** Opening Data extract block **

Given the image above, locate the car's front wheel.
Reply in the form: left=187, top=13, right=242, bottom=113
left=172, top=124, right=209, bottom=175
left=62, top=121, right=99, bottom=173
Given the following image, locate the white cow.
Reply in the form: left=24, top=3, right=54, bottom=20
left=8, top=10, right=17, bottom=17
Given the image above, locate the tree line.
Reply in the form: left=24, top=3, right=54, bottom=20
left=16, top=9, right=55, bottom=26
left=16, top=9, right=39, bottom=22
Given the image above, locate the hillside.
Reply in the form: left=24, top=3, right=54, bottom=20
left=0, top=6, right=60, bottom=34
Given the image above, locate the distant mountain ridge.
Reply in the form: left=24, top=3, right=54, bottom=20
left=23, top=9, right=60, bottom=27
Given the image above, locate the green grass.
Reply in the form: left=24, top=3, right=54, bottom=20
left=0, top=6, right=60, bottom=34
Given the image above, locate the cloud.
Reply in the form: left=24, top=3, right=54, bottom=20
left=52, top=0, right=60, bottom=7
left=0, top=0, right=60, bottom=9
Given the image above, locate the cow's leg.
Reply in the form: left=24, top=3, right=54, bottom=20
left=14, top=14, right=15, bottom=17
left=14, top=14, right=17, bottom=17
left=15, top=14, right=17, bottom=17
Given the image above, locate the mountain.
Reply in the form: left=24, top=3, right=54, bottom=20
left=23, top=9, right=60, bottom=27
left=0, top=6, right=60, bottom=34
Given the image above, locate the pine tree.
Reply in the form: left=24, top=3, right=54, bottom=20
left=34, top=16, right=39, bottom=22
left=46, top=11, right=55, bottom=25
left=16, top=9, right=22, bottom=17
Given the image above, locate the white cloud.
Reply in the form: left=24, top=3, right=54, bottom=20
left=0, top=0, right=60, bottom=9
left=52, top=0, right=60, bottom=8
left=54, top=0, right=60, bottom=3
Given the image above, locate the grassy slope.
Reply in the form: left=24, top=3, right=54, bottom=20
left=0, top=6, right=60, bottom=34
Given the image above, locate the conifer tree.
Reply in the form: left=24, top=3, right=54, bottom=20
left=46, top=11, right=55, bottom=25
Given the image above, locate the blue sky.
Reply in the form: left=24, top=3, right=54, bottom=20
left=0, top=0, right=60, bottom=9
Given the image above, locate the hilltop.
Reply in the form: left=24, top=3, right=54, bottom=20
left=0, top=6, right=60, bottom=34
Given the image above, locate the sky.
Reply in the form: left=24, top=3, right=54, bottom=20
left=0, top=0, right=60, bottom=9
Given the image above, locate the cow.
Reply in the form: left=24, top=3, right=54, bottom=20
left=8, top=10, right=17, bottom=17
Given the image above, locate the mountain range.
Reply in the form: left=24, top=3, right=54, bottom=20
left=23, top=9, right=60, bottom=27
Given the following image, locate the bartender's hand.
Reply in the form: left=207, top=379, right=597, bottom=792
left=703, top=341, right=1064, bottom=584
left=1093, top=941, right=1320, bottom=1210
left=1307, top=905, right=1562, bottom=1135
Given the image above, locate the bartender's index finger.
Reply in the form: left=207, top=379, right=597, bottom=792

** Closing Data extract block **

Exercise requirements:
Transcribe all entries word for word.

Response to this task:
Given the image above, locate the car's front wheel.
Reply in the form: left=187, top=13, right=242, bottom=113
left=172, top=124, right=209, bottom=175
left=62, top=121, right=99, bottom=173
Given the following image, locate the white cow.
Reply in the form: left=24, top=3, right=54, bottom=20
left=8, top=10, right=17, bottom=17
Given the image above, locate the tree line.
Reply in the form: left=24, top=3, right=54, bottom=20
left=16, top=9, right=55, bottom=26
left=16, top=9, right=39, bottom=22
Given the image above, locate the hillside.
Reply in the form: left=24, top=3, right=54, bottom=20
left=0, top=6, right=60, bottom=34
Given the image above, locate the distant mountain ridge.
Reply in the form: left=24, top=3, right=54, bottom=20
left=23, top=9, right=60, bottom=27
Given the image above, locate the green grass.
Reply in the form: left=24, top=3, right=54, bottom=20
left=0, top=6, right=60, bottom=34
Given the image above, locate the cloud.
Reply in the form: left=24, top=3, right=54, bottom=20
left=52, top=0, right=60, bottom=7
left=0, top=0, right=60, bottom=9
Given the image above, locate the cow's leg.
Reply in the form: left=24, top=3, right=54, bottom=20
left=14, top=14, right=15, bottom=17
left=14, top=14, right=17, bottom=17
left=15, top=14, right=17, bottom=17
Given the image above, locate the mountain.
Reply in the form: left=24, top=3, right=54, bottom=20
left=23, top=9, right=60, bottom=27
left=0, top=6, right=60, bottom=34
Given the image above, locate the pine tree.
Reply in the form: left=24, top=3, right=54, bottom=20
left=34, top=16, right=39, bottom=22
left=46, top=11, right=55, bottom=25
left=16, top=9, right=22, bottom=17
Given the image above, locate the white cloud.
Reply in the form: left=24, top=3, right=54, bottom=20
left=0, top=0, right=60, bottom=9
left=52, top=0, right=60, bottom=8
left=54, top=0, right=60, bottom=3
Given the image above, locate the grassy slope.
Reply in the form: left=24, top=3, right=54, bottom=20
left=0, top=6, right=60, bottom=34
Given the image above, locate the conifer tree.
Reply in the form: left=24, top=3, right=54, bottom=20
left=46, top=11, right=55, bottom=25
Given the image above, locate the blue sky.
Reply in the form: left=24, top=3, right=54, bottom=20
left=0, top=0, right=60, bottom=9
Given the image above, locate the hilltop.
Reply in the form: left=24, top=3, right=54, bottom=20
left=0, top=6, right=60, bottom=34
Given the image above, locate the sky.
Reply in the form: left=24, top=3, right=54, bottom=20
left=0, top=0, right=60, bottom=9
Given the image above, locate the cow.
Reply in the form: left=24, top=3, right=54, bottom=20
left=8, top=10, right=17, bottom=17
Given the image above, locate the mountain range.
Reply in the form: left=24, top=3, right=54, bottom=20
left=23, top=9, right=60, bottom=27
Given the following image, locate the bartender's hand.
Reply in the form: left=207, top=379, right=597, bottom=792
left=703, top=341, right=1064, bottom=584
left=1093, top=941, right=1320, bottom=1210
left=1307, top=905, right=1562, bottom=1135
Given the image above, locate the bartender's index finger.
Reply in the form: left=207, top=379, right=597, bottom=792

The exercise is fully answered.